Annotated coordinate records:
---+---

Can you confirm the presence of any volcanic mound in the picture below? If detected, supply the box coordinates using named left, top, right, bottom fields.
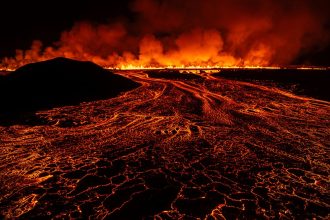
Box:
left=0, top=58, right=140, bottom=113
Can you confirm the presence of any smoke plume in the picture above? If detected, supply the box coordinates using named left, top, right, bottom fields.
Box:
left=2, top=0, right=330, bottom=68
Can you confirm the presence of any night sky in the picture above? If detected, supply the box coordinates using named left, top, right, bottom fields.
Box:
left=0, top=0, right=134, bottom=57
left=0, top=0, right=330, bottom=66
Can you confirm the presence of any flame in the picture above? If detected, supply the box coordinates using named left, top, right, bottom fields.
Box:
left=0, top=0, right=330, bottom=70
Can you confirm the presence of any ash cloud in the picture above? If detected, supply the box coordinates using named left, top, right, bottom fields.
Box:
left=3, top=0, right=330, bottom=67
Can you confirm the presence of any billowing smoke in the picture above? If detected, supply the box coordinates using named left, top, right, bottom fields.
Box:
left=2, top=0, right=330, bottom=68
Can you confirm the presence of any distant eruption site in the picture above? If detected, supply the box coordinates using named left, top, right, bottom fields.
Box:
left=0, top=0, right=330, bottom=70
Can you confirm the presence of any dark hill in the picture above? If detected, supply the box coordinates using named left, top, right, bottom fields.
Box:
left=0, top=58, right=140, bottom=114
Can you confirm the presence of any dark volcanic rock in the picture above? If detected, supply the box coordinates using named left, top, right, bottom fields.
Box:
left=0, top=58, right=139, bottom=114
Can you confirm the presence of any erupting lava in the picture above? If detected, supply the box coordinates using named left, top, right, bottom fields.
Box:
left=1, top=0, right=330, bottom=69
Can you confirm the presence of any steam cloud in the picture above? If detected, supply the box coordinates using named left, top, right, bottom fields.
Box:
left=2, top=0, right=330, bottom=68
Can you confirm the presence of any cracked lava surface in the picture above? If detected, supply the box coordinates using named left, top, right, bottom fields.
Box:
left=0, top=71, right=330, bottom=219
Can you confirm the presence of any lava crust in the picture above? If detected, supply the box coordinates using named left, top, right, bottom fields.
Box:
left=0, top=68, right=330, bottom=219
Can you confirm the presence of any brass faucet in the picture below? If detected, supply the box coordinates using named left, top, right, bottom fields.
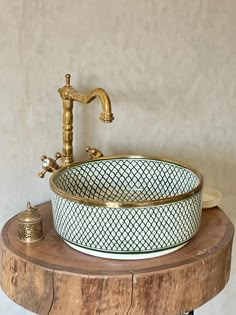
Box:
left=58, top=74, right=114, bottom=165
left=39, top=74, right=114, bottom=178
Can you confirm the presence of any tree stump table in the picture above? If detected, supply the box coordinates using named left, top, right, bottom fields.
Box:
left=0, top=202, right=234, bottom=315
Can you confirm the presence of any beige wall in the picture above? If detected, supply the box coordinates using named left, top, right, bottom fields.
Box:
left=0, top=0, right=236, bottom=315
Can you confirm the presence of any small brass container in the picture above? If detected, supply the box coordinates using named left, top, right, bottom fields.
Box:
left=17, top=202, right=43, bottom=243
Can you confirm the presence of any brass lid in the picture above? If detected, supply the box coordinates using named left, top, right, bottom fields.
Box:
left=17, top=202, right=42, bottom=223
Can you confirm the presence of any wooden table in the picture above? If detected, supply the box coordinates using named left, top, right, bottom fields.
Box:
left=0, top=202, right=234, bottom=315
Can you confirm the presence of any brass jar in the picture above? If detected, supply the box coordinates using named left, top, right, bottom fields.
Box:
left=17, top=202, right=43, bottom=243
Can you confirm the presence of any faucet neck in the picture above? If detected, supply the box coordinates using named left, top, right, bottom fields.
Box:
left=58, top=74, right=114, bottom=165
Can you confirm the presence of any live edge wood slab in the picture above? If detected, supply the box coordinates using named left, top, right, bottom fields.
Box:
left=0, top=202, right=234, bottom=315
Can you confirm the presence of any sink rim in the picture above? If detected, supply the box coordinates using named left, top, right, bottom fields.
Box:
left=49, top=155, right=203, bottom=208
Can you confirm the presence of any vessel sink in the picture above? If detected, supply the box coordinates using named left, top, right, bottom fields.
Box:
left=50, top=156, right=203, bottom=259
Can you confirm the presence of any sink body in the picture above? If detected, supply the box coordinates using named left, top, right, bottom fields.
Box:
left=50, top=156, right=203, bottom=259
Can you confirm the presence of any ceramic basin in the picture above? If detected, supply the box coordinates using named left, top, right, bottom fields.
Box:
left=50, top=156, right=203, bottom=259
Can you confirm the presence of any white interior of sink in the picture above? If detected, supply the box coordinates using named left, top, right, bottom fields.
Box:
left=54, top=158, right=200, bottom=202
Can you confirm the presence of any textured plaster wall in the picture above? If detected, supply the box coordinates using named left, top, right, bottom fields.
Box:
left=0, top=0, right=236, bottom=315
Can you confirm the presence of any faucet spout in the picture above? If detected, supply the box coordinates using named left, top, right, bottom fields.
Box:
left=58, top=74, right=114, bottom=165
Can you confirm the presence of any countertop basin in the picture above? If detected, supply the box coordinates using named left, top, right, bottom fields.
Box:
left=50, top=156, right=203, bottom=259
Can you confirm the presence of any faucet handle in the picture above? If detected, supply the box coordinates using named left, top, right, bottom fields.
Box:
left=86, top=146, right=103, bottom=159
left=38, top=152, right=61, bottom=178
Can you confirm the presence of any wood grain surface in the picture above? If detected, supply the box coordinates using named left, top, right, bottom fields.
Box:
left=0, top=202, right=234, bottom=315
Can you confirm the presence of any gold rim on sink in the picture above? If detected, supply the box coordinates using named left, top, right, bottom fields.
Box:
left=50, top=155, right=203, bottom=208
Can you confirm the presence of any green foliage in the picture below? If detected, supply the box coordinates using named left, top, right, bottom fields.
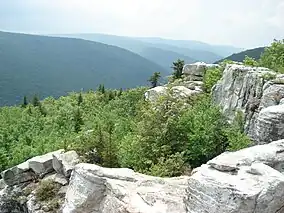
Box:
left=203, top=68, right=223, bottom=93
left=0, top=85, right=250, bottom=177
left=178, top=96, right=228, bottom=167
left=0, top=31, right=166, bottom=106
left=78, top=92, right=83, bottom=106
left=172, top=59, right=184, bottom=79
left=243, top=55, right=258, bottom=67
left=260, top=39, right=284, bottom=73
left=22, top=96, right=29, bottom=107
left=148, top=72, right=161, bottom=87
left=32, top=95, right=41, bottom=107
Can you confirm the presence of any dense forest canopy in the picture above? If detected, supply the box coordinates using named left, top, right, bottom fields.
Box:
left=0, top=32, right=166, bottom=106
left=0, top=41, right=284, bottom=176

---+---

# What is needed:
Rewrite everything from the line containing "Can you confirm the presence of any faucet spout" down to the line containing "left=38, top=152, right=61, bottom=178", changing "supply" to "provide" and leaving all else as it is.

# Result for this exercise:
Can you confirm the presence of any faucet spout in the picture above? If detected, provide the box coordinates using named left, top, right, bottom fields.
Box:
left=58, top=74, right=114, bottom=165
Can you confirm the presence of any countertop basin in the picture above? If detected, provide the box coordinates using named left, top, right, bottom fields.
Box:
left=50, top=156, right=203, bottom=259
Can you confirm the presence of any faucet handle in the picture above? If detected, provide the box coordinates using named left, top, right, bottom fields.
Box:
left=86, top=146, right=103, bottom=159
left=38, top=152, right=61, bottom=178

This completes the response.